* Passage provided *
# Project Title
### Data Engineering Capstone Project

#### Project Summary
A United States government agency is looking to better understand their immigration data.  On an annual basis they gather a resource that documents each immigration case in a Statistical Analysis Software file.  They also maintain a csv file with basic US city demographic information.  These datasets are stored on premise.

As their data engineer, I am tasked with building an ETL pipeline that extracts their data from on premise, cleans and transforms data into a set of tables represented in parquet files in S3 to be queried in Athena for their analytics team to continue finding insights on US immigration patterns. 

The project follows the follow steps:
* Step 1: Scope the Project and Gather Data
* Step 2: Explore and Assess the Data
* Step 3: Define the Data Model
* Step 4: Run ETL to Model the Data
* Step 5: Complete Project Write Up

### Step 1: Scope the Project and Gather Data

#### Scope 
The analytics team would like to better understand their immigration data.  They are particularly interested in the demographic information of immigrants and the towns that they are drawn to live in within the United States.  They want to better understand how factors like age and visa category affect where people move.  They also want to know if people are drawn to cities in which people of a similar race are a significant portion of the population.

#### Describe and Gather Data 
One of the datasets I am using is the Visitor Arrivals Program (I-94 Record) data.  This dataset provides international visitor arrival statistics about country of origin, type of visa, age groups, and state of residence.  More information is available on their website: https://travel.trade.gov/research/reports/i94/historical/2016.html

The country codes associated with country of origin in the I-94 data are made available in the resource 'I94_SAS_Labels_Descriptions.SAS'  This resource was parsed to generate the country_code.csv file.

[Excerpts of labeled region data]
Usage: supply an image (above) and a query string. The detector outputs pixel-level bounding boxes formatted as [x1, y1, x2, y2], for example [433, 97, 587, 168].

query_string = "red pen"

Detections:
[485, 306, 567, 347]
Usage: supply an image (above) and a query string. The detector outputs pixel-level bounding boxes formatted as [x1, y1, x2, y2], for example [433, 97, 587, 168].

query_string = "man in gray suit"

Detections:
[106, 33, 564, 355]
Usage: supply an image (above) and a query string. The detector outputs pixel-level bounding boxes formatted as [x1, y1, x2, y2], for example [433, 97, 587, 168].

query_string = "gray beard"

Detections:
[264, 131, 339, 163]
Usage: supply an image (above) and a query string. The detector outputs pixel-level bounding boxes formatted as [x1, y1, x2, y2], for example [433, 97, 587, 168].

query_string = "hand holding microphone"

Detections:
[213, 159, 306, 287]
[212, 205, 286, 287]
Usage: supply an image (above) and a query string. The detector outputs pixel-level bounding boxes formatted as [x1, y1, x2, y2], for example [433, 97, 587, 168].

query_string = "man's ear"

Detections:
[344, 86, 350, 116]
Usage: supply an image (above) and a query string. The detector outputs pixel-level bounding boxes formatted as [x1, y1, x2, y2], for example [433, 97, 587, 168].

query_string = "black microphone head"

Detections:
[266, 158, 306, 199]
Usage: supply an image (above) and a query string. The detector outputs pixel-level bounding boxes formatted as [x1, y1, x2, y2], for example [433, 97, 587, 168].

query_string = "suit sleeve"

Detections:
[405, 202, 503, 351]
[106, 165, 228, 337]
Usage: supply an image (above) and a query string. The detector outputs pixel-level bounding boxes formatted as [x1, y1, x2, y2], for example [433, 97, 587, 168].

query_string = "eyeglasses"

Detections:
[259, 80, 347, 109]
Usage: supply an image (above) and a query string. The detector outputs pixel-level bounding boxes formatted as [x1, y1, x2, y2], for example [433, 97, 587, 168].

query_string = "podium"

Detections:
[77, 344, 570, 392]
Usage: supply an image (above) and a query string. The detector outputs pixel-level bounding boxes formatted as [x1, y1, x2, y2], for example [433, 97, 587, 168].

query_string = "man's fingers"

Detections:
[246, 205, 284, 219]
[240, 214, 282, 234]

* Exercise task 1 *
Answer these questions about the data engineering project description:
(a) In what kind of file does the agency document each immigration case?
(b) In which service will the analytics team query the tables?
(c) Which resource was parsed to generate the country_code.csv file?
* Exercise task 2 *
Reproduce the part of the data engineering project description between "As their data" and "US immigration patterns.", inclusive.
* Exercise task 3 *
Carry on writing the data engineering project description, picking up after its final sentence.

* Output 1 *
(a) A Statistical Analysis Software file
(b) Athena
(c) 'I94_SAS_Labels_Descriptions.SAS'

* Output 2 *
As their data engineer, I am tasked with building an ETL pipeline that extracts their data from on premise, cleans and transforms data into a set of tables represented in parquet files in S3 to be queried in Athena for their analytics team to continue finding insights on US immigration patterns.

* Output 3 *
The continent associated with the country is made available in the country_to_contient.csv file made available at this website:
https://datahub.io/JohnSnowLabs/country-and-continent-codes-list

The dataset on US city demographics is provided by OpenSoft.  More information is available on their website:
https://public.opendatasoft.com/explore/dataset/us-cities-demographics/export/


In [42]:
from pyspark.sql import SparkSession
from pyspark.sql.functions import udf, col
from pyspark.sql.types import *
from datetime import datetime, timedelta
from pyspark.sql.window import Window
import boto3

In [65]:
%load_ext sql

In [43]:
# setup Spark connection
spark = SparkSession.builder\
    .config("spark.jars.packages", "org.apache.hadoop:hadoop-aws:2.7.0") \
    .config("spark.jars.packages","saurfang:spark-sas7bdat:2.0.0-s_2.11")\
    .enableHiveSupport().getOrCreate()

In [44]:
# Visitor Arrivals Program (I-94 Record) data
raw_immigration_df = spark.read.format('com.github.saurfang.sas.spark').load("../../data/18-83510-I94-Data-2016/i94_jun16_sub.sas7bdat")

In [45]:
raw_immigration_df.printSchema()

root
 |-- cicid: double (nullable = true)
 |-- i94yr: double (nullable = true)
 |-- i94mon: double (nullable = true)
 |-- i94cit: double (nullable = true)
 |-- i94res: double (nullable = true)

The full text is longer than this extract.